PROBLEM:
Rewrite every one of the rows below, replacing "the pointer" with "the labeler" and leaving everything else unchanged.

****

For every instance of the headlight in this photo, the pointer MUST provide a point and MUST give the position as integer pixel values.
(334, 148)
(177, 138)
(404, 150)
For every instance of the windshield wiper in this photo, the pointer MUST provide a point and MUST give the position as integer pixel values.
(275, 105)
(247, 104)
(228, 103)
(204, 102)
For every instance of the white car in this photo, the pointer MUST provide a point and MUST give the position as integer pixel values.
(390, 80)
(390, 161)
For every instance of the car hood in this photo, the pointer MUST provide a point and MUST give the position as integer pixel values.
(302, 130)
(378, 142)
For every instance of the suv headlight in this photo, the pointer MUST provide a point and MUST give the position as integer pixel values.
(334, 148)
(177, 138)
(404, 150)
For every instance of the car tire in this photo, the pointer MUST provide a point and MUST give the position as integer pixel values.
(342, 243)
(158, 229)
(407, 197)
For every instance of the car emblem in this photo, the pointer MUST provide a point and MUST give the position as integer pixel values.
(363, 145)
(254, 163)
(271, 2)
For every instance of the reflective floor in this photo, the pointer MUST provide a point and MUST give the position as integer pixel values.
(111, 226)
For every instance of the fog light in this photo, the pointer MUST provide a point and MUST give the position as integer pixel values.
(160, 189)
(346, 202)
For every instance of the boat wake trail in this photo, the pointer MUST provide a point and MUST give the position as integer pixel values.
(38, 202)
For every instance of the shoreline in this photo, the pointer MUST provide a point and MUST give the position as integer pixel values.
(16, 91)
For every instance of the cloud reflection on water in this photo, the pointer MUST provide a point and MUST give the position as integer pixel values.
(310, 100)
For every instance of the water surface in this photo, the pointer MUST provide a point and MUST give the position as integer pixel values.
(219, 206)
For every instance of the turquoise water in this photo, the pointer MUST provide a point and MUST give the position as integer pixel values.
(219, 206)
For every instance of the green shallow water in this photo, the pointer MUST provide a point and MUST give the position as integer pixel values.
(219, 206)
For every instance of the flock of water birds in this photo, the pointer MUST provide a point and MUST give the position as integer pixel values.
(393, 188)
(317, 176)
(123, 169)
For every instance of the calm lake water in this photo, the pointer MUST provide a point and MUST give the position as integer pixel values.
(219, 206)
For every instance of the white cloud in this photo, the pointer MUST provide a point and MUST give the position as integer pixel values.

****

EXERCISE RESULT:
For every instance of the headlight in this photo, the labeler MUST provide a point and MUST give the position as integer pixel values.
(334, 148)
(177, 138)
(404, 150)
For every instance of the windshield wiper in this photo, the labeler MUST provide a point and MUST give the position as integer pixel values.
(275, 105)
(247, 104)
(228, 103)
(204, 102)
For every instance of the white car in this photo, the labeler MUST provide a point and MUST give the position as integer pixel values.
(390, 80)
(390, 161)
For every instance of the car hood in this photo, the labeler MUST provide a point and MUST give the position as integer pixel values.
(302, 130)
(378, 142)
For every instance of the suv headlight in this photo, the labeler MUST provide a point and MUST give the position as integer pixel values.
(334, 148)
(177, 138)
(404, 150)
For every instance of the car tire in this photo, the labeler MUST provide a point and MUST give the position as integer pixel values.
(342, 243)
(158, 229)
(407, 197)
For every instance of the car emblem in this photo, the labeler MUST provide a point and MUST give the position as integer pixel values.
(363, 145)
(254, 163)
(271, 2)
For every instance of the reflective floor in this photo, the labeler MUST provide a point and MUST give the position as integer pixel values.
(111, 226)
For every instance of the fog light in this photo, the labeler MUST provide a point and MUST give the position as integer pixel values.
(160, 189)
(346, 202)
For every instance of the boat wake trail in this photo, the labeler MUST provide a point and MUST give the position as integer pixel values.
(38, 202)
For every instance of the shoreline in this photo, the labeler MUST provide a point and MUST give the position as integer pixel values.
(16, 91)
For every instance of the cloud reflection on water in this photo, the labeler MUST provide a point and MUST give the position as integer pixel values.
(310, 100)
For every instance of the water surface in this photo, the labeler MUST provide a point and MUST give the position as integer pixel values.
(219, 206)
For every instance of the turquoise water in this photo, the labeler MUST provide a point and MUST give the position as integer pixel values.
(219, 206)
For every instance of the green shallow water in this photo, the labeler MUST provide a point and MUST give the position as integer pixel values.
(219, 206)
For every instance of the flock of water birds in this photo, the labeler MUST provide a point and MUST give the position as integer pixel values.
(393, 188)
(317, 176)
(123, 169)
For every instance of the calm lake water in this photo, the labeler MUST provide a point and MUST give the position as integer pixel values.
(219, 206)
For every instance of the white cloud in this photo, the labeler MUST provide a point and MUST give the position as integer pixel values.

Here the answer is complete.